■ **Record set**:
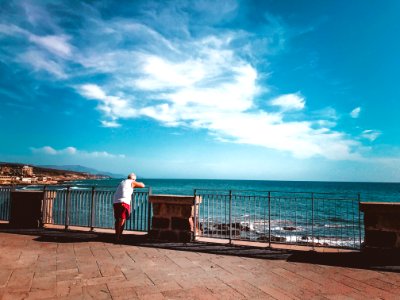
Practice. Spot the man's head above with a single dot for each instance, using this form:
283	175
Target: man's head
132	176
...
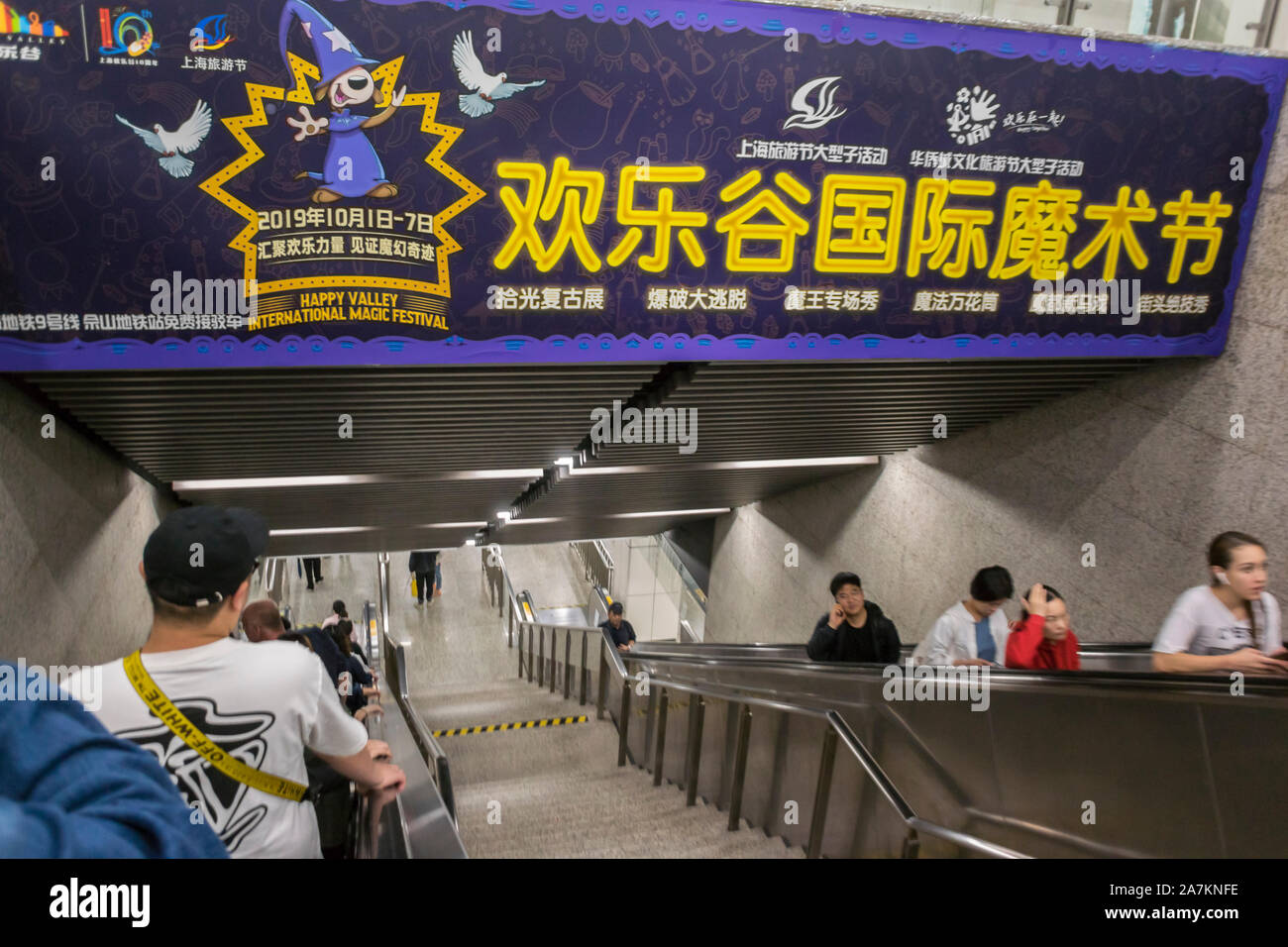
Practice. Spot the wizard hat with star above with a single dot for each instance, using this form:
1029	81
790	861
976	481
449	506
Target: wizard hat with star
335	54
==
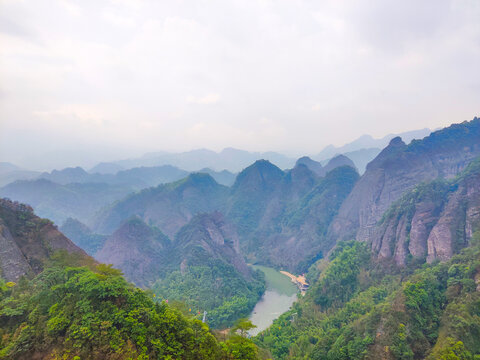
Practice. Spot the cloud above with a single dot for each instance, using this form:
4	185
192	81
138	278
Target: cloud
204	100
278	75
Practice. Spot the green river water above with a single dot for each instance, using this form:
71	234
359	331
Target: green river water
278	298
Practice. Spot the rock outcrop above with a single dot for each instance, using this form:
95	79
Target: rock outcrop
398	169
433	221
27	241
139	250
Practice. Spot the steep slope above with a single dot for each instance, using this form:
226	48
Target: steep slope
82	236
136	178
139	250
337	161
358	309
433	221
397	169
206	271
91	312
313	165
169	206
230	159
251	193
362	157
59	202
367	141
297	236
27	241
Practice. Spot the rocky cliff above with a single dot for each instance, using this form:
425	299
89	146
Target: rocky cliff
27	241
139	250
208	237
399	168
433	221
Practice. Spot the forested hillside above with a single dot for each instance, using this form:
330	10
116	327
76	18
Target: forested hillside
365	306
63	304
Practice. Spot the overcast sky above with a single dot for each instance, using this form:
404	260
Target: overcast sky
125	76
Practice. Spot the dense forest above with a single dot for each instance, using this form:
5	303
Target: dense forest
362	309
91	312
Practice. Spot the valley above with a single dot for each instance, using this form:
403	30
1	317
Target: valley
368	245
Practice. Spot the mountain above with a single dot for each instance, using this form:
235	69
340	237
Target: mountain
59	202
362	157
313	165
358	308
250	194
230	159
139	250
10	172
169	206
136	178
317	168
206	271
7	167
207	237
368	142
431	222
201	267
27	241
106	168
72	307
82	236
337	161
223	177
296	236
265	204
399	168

■ **Instructions for the task**:
Wherever "form" occurs in the records above, copy the line it sits in.

■ **Task response**:
Practice. Spot the man's head above with a single dot for each instance, using this form:
Practice. Spot the wizard hat with star above with a single dot for each instance, using this form:
Practice. Spot the cloud above with a single dot for each instance, using this form:
Practice. Spot the green river water above with a single dot for each instance, using this form:
Practice. Spot the rock outcrop above with a single dot for each instance, using this form:
Practice. Spot the steep slope above with a single dot for each instance, using this form:
Practice. Spot the rocky cliff above with a single dot for each instance, using this form:
Practice. Spot the forested hillside above with a single dot for each instance, using this form:
Practice. Spot the overcast sky above with a single dot for each instance, using this form:
Practice. Spot the dense forest above with a single dot for each instance, using this form:
Practice. Spot the valley above with a single dot for each instance, using this form:
Practice. Spot the mountain above with a single dot for each instance, using this form:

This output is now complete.